Task to carry out:
Rewrite the material from the line holding "[Batch spec] Target class: banner." through the line holding "[[123, 83, 576, 129]]", inclusive, substituting "whole-number pixel arrays" for "integer pixel arrays" and keeping everything else the same. Leave the pictures out of your answer.

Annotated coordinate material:
━━━━━━━━━━━━━━━━

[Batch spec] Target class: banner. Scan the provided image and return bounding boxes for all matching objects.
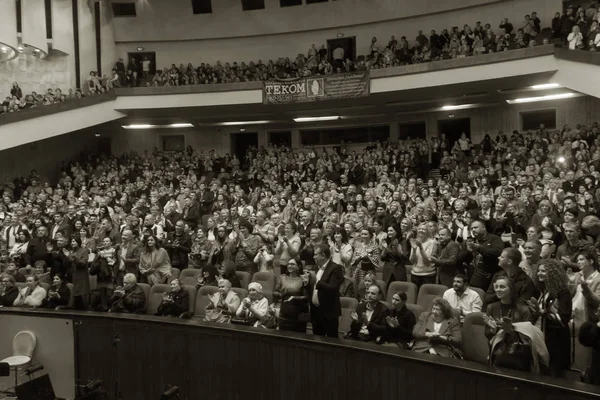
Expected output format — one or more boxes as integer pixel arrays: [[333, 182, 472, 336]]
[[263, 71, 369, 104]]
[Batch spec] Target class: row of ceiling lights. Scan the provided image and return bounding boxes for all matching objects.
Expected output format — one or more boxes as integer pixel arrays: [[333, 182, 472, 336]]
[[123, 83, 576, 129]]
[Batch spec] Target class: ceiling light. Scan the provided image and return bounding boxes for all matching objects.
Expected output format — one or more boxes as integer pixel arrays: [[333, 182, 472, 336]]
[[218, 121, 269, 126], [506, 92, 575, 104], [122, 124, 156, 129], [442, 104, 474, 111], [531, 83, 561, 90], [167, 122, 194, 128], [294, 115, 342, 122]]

━━━━━━━━━━━━━━━━

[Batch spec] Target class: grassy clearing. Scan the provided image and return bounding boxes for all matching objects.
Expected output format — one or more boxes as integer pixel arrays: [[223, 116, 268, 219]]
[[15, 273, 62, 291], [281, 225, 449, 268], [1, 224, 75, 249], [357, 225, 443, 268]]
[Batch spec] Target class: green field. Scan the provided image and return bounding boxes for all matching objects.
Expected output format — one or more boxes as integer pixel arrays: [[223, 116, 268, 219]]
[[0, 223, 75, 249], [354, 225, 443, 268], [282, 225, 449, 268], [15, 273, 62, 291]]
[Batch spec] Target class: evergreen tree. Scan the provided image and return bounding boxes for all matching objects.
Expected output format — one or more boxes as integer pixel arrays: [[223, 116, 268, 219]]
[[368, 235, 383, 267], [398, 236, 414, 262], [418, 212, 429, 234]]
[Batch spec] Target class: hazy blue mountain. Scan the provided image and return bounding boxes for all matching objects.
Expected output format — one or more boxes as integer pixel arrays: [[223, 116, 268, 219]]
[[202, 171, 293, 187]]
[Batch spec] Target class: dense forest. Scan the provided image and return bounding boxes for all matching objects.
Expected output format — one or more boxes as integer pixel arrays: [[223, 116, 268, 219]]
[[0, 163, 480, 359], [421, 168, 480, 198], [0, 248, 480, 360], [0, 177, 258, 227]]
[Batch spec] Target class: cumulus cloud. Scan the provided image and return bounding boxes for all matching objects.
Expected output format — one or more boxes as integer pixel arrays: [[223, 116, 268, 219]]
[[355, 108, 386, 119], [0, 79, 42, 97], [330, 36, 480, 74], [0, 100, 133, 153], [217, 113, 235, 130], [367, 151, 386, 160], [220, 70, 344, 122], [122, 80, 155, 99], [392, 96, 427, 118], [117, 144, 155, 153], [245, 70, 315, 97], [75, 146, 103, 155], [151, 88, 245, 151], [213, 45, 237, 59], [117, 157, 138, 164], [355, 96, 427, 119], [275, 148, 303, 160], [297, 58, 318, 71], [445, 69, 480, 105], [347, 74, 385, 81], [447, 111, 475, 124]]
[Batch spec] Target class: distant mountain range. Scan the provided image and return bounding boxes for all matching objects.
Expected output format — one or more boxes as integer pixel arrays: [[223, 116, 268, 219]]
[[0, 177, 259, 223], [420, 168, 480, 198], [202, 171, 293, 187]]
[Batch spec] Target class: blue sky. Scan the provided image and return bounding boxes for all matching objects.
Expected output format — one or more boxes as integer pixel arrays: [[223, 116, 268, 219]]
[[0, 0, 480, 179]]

━━━━━━━━━━━━━━━━

Response:
[Batch spec] Target class: banner. Scan the provided image and return bounding boxes for all matching objects.
Expected output format — one or more boxes as whole-number pixel arrays: [[333, 182, 472, 336]]
[[263, 71, 369, 104]]
[Batch spec] Target class: row of ceiling lights. Scan the provided image and return bounding boxes for all matching objects.
Expected output format — one or more boxes as whole-number pixel arrays: [[333, 182, 472, 336]]
[[123, 83, 576, 129]]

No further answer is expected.